Labeled-object pointing entries:
┌──

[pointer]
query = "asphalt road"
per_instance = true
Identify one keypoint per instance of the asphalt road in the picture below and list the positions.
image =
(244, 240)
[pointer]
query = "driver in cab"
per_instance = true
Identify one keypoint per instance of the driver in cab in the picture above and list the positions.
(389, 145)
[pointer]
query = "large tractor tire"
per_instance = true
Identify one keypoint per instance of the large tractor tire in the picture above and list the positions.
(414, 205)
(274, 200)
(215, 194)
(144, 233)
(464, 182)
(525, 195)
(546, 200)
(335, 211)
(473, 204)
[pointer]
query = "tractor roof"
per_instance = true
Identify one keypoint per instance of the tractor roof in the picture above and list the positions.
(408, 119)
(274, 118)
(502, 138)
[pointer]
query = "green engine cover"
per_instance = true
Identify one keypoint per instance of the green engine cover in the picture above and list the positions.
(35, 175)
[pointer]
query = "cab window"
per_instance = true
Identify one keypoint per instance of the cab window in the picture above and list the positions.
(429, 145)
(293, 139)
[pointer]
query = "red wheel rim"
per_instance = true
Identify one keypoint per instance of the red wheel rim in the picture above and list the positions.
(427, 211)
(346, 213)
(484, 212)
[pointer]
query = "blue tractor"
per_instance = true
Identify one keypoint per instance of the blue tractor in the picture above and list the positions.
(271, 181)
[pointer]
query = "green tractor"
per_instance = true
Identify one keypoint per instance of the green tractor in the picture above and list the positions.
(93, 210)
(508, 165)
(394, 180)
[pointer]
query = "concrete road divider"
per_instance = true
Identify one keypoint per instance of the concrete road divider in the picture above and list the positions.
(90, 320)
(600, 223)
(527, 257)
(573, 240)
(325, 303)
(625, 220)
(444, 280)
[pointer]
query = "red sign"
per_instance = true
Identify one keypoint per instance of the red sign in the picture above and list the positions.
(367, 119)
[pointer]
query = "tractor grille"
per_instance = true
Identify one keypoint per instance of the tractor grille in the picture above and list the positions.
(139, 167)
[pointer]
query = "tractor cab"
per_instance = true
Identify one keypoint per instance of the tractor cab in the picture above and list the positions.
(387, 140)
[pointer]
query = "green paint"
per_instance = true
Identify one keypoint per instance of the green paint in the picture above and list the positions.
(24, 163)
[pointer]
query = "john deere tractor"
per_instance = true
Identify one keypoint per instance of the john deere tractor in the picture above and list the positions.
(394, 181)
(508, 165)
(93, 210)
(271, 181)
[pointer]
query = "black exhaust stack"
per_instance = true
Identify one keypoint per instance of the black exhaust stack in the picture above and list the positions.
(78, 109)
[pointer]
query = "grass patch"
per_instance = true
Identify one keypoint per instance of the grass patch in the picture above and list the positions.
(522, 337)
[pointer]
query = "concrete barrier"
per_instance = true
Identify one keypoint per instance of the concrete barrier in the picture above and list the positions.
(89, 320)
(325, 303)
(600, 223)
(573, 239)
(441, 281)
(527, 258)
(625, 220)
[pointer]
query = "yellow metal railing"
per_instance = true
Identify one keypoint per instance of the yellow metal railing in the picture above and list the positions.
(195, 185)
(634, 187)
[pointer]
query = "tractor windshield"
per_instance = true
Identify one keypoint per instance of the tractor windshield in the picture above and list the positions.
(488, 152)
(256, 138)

└──

WHAT THE TASK REQUIRES:
Return the listing above word for word.

CORRECT RESULT:
[pointer]
query = "asphalt road"
per_instance = true
Identify one keypoint per instance of the asphalt road in the picture below and list the positions.
image =
(244, 240)
[pointer]
query = "driver in cab"
per_instance = true
Identify one keypoint per instance of the driver in cab in the picture above and list the positions.
(389, 145)
[pointer]
query = "large tractor tire"
per_instance = true
Identify one keypoint per instance of the large tractor tire in the picture above and list the positions.
(414, 205)
(274, 200)
(215, 194)
(144, 233)
(464, 182)
(525, 195)
(546, 200)
(335, 211)
(473, 204)
[pointer]
query = "tractor roof"
per_instance = true
Identify one keypoint per instance of the tractor roof in the picture above and list the positions.
(408, 119)
(274, 118)
(502, 138)
[pointer]
query = "green engine cover"
per_instance = true
Identify one keypoint per instance of the green engine cover in the picture above and list the positions.
(35, 175)
[pointer]
query = "cab window"
per_instance = true
Identify one keypoint per instance of the cab window in the picture above and list the positions.
(429, 145)
(293, 139)
[pointer]
query = "red wheel rim"
per_instance = true
Identify one keypoint per instance of the red wheel rim in the picture above and list the positions.
(427, 211)
(346, 213)
(484, 212)
[pointer]
query = "blue tractor"
per_instance = true
Identify one keypoint per instance of the blue tractor in the picture above and list the positions.
(271, 181)
[pointer]
query = "green tractor"
per_instance = true
Identify one keypoint per instance of the green tractor in the picture above and list the positions.
(93, 210)
(508, 165)
(394, 180)
[pointer]
query = "concrete road divider"
per_instance = true
Identify one keypoint per instance of the concrete road divider in the picture above and list the positions.
(90, 320)
(600, 223)
(527, 257)
(573, 240)
(325, 303)
(625, 220)
(444, 280)
[pointer]
query = "red sign"
per_instance = true
Identify one keypoint per instance of the red sign in the picture above and list the positions.
(367, 119)
[pointer]
query = "tractor grille"
per_instance = true
Identify one keypoint per instance of the tractor grille in the picture above and list the positions.
(139, 167)
[pointer]
query = "tractor cab"
per_instance = true
Identify one keypoint per instance of the tractor cab in the picture above and list the positions.
(387, 140)
[pointer]
query = "green paint"
per_instance = true
Identify one keypoint per instance of the green paint in the picture above and list the positions.
(24, 163)
[pointer]
query = "john deere tractor"
per_instance = true
Identify one keypoint per instance of the john deere tractor in the picture above and list the positions.
(394, 181)
(508, 165)
(93, 210)
(271, 181)
[pointer]
query = "black exhaust stack"
per_instance = true
Identify one keypoint per instance of the black exhaust stack in the picture above and list the positions.
(78, 109)
[pointer]
query = "grass patch"
per_instance = true
Identify one keypoint per instance of the grass patch in the picture above and list the positions.
(522, 337)
[pointer]
query = "concrete barrier"
per_instance = true
Identify one keypoint per instance of the concrete barrier in the picture above and list the positions.
(89, 320)
(325, 303)
(600, 223)
(573, 239)
(441, 281)
(527, 258)
(625, 220)
[pointer]
query = "yellow metal railing"
per_instance = true
Identify one keypoint per instance of the yellow metal railing in the picture above and list the positions.
(195, 185)
(634, 187)
[pointer]
query = "tractor windshield"
per_instance = true
Identify one keypoint per instance of the tractor windshield in the picture above and list the positions.
(488, 152)
(256, 138)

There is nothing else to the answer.